• What to work on:
Print, exactly as written, the line in the entries below that contains "Pointing guideline: for each instance of the copper coffee" and every line after it up to and including the last. Omit pictures.

Top of Entries provided

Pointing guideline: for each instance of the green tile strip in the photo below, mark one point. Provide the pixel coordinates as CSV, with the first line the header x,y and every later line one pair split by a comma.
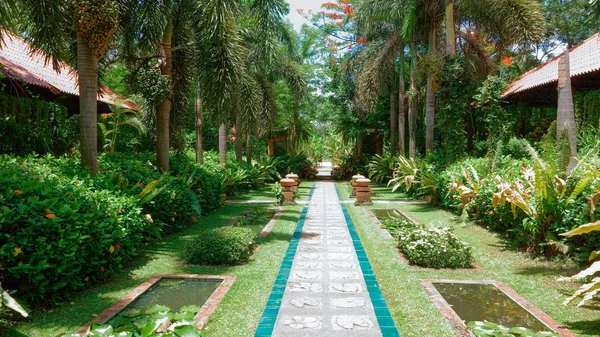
x,y
269,316
382,312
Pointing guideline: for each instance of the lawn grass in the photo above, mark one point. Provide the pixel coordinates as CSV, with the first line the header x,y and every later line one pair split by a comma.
x,y
266,192
413,311
237,315
378,192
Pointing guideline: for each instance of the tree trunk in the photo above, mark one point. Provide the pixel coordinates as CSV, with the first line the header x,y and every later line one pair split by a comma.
x,y
87,68
412,102
249,149
294,129
393,116
401,106
198,113
566,113
223,144
450,34
163,110
239,149
430,98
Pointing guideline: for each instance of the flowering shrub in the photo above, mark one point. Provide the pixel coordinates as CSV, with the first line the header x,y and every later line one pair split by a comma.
x,y
434,248
221,246
58,234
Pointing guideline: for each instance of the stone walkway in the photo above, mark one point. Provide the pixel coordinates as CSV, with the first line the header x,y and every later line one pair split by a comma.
x,y
326,286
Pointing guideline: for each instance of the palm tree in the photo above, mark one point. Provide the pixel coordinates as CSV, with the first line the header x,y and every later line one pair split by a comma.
x,y
507,22
198,124
51,25
566,113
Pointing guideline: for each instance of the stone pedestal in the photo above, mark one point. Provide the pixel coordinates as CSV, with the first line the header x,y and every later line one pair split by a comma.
x,y
354,186
295,178
363,192
288,191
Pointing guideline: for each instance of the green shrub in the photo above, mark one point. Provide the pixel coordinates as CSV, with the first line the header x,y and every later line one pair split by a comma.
x,y
58,234
434,248
221,246
516,148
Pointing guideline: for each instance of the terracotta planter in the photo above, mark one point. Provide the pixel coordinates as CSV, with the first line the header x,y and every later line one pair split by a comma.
x,y
292,176
285,182
363,182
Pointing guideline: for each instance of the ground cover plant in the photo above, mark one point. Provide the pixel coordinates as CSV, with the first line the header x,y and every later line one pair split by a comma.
x,y
221,246
233,317
414,312
429,247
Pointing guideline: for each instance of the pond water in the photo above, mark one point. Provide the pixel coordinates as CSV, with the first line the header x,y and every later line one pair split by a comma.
x,y
257,219
481,302
176,293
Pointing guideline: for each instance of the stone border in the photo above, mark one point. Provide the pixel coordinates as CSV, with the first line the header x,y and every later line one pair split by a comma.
x,y
267,230
459,326
201,317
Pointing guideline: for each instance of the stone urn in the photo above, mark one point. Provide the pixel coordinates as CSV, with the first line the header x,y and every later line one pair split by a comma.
x,y
292,176
354,179
288,190
295,178
287,182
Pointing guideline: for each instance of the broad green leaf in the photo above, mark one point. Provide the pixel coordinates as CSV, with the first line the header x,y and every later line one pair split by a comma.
x,y
100,330
187,331
594,226
191,308
11,303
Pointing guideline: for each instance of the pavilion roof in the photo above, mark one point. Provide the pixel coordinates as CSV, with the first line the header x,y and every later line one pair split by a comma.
x,y
19,61
584,58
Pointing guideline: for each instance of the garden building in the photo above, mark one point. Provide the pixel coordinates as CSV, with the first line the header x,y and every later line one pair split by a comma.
x,y
31,73
538,86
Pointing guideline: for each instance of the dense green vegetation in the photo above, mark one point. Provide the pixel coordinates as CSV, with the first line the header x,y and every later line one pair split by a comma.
x,y
410,93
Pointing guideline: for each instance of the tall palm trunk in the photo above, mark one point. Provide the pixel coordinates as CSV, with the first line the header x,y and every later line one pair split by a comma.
x,y
401,106
393,116
566,113
87,67
198,114
450,34
430,98
294,130
223,144
249,149
412,103
163,110
239,149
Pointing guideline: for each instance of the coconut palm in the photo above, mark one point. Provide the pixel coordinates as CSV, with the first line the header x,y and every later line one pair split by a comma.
x,y
506,22
54,26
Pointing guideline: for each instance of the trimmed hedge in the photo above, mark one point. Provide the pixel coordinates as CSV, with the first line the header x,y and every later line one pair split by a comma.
x,y
59,235
221,246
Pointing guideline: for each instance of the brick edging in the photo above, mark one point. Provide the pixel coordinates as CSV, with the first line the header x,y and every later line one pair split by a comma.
x,y
459,326
201,317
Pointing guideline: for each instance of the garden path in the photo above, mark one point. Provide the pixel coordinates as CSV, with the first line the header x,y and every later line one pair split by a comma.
x,y
326,286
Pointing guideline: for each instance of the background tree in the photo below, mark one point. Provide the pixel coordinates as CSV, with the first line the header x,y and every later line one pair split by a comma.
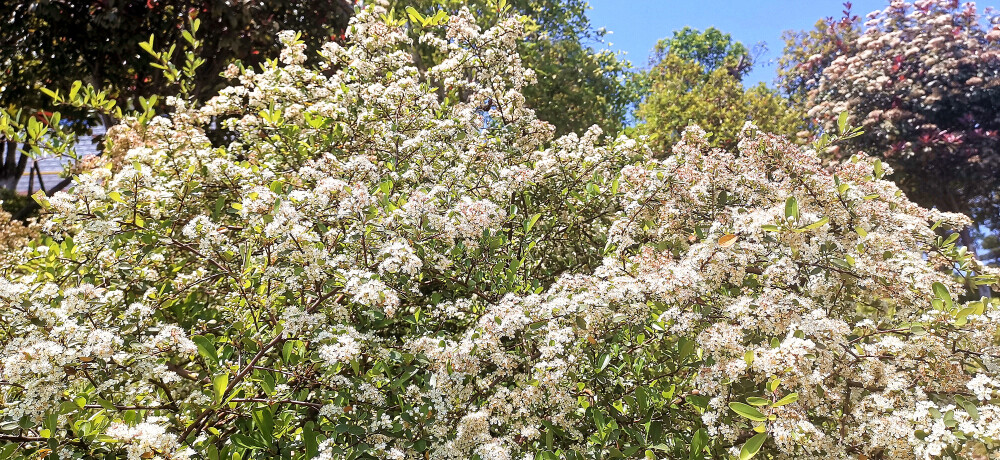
x,y
921,77
51,44
696,78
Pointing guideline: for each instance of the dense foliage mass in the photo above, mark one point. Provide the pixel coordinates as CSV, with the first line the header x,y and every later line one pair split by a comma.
x,y
578,82
381,263
921,78
696,78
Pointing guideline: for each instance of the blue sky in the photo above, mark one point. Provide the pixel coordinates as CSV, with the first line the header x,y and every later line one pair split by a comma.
x,y
638,24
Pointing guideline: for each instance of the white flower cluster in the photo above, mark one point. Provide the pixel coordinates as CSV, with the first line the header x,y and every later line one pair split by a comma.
x,y
371,267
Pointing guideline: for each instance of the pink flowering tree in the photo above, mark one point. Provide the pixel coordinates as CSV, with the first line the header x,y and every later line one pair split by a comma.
x,y
920,77
384,263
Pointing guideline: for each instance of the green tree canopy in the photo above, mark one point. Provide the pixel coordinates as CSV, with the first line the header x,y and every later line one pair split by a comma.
x,y
579,84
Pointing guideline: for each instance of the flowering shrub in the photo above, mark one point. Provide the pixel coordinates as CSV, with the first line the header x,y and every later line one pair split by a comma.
x,y
394,265
696,78
920,77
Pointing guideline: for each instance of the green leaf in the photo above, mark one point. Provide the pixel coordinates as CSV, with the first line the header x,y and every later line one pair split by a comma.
x,y
752,446
75,89
842,122
698,444
941,292
817,224
747,411
787,399
219,384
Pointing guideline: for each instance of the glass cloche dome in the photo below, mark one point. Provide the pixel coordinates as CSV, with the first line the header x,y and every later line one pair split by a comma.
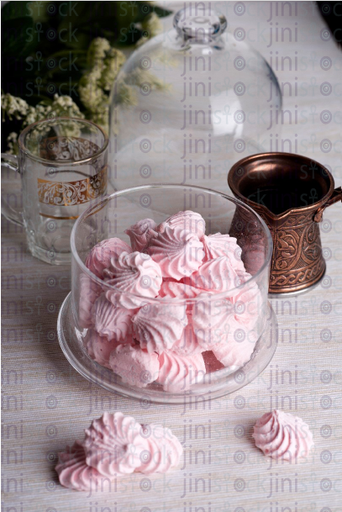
x,y
188,104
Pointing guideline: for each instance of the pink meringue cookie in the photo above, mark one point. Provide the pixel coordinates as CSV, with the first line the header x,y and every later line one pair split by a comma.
x,y
112,321
141,233
178,290
237,348
218,245
88,293
100,256
134,273
188,220
178,372
163,451
247,302
281,435
178,252
211,320
134,365
73,471
158,327
216,275
188,343
113,445
99,347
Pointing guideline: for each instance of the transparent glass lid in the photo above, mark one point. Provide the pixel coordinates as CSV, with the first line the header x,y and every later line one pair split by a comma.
x,y
190,103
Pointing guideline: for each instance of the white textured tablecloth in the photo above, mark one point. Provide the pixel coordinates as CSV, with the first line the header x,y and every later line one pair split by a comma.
x,y
46,404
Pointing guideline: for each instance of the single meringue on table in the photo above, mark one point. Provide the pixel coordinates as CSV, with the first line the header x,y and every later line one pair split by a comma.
x,y
163,450
281,435
73,471
113,445
116,446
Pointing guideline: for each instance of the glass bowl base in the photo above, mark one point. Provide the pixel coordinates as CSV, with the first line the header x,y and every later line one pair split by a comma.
x,y
215,384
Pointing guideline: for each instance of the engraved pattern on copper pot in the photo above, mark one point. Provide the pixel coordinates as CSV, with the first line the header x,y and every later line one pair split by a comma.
x,y
296,191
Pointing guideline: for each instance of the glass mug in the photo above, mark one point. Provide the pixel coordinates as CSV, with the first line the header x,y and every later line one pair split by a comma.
x,y
62,163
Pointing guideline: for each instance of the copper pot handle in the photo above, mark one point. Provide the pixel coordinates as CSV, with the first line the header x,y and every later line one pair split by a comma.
x,y
336,196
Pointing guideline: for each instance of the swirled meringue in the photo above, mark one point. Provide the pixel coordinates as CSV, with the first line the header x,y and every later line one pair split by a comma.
x,y
211,321
178,372
99,347
141,233
89,292
158,327
113,445
134,365
188,343
163,450
188,220
133,273
218,245
216,275
112,321
238,346
73,471
178,252
281,435
178,289
100,256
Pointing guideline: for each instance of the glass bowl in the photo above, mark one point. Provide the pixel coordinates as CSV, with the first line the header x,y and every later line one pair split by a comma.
x,y
189,103
233,333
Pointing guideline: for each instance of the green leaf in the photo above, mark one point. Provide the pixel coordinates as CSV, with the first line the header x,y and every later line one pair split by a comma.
x,y
13,10
18,37
162,13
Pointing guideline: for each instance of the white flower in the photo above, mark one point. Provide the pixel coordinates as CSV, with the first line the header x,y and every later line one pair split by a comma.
x,y
13,107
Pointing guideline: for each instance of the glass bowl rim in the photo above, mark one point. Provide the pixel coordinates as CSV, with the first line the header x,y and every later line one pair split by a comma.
x,y
165,300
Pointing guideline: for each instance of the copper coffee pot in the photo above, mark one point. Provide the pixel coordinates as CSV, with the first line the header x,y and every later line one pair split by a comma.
x,y
290,192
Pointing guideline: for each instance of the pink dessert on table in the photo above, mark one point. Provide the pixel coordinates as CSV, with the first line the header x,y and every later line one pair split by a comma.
x,y
162,304
115,446
281,435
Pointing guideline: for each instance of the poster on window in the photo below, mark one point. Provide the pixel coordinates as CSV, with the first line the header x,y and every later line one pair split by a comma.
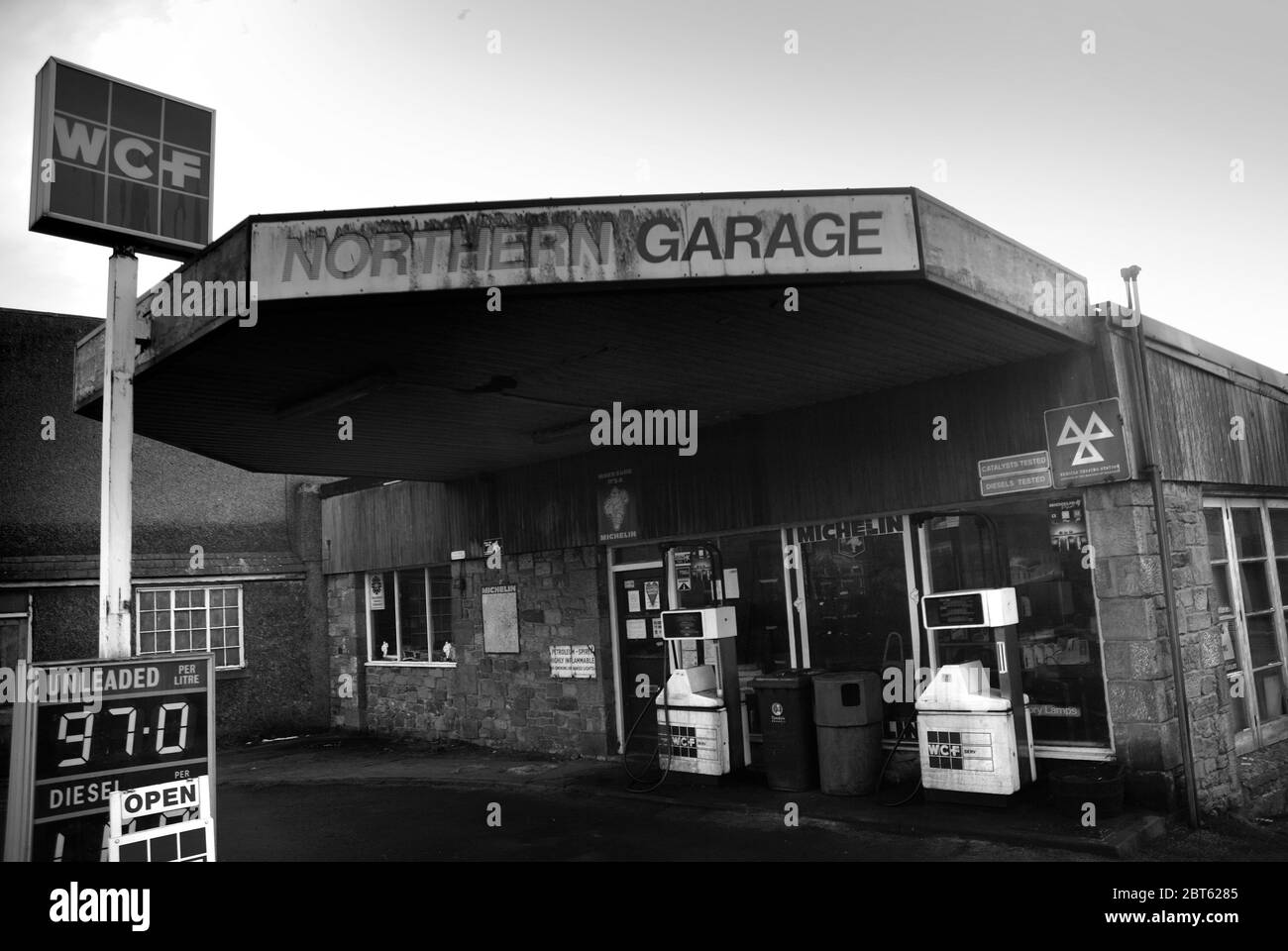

Bottom of Entries provided

• Result for this exercise:
Pointing guideline: for each instance of the copper coffee pot in the photo above, mark one point. Provide the pixel coordinates as CSV, with the first line the header x,y and every later line one pair split by a comma.
x,y
290,192
Pointing guideline: for each instance of the pink dessert on table in the photo above, mark one point. Provide the pixel coordinates as CSV, with the first line the header x,y and every later line one pair split by a comma.
x,y
162,304
115,446
281,435
Pointing guideline: for each instance of the poster on window in the photo below, mark one point. Provide the pixel coordinates as CSV, with the first line the header x,y and every later line one pair split by a comma.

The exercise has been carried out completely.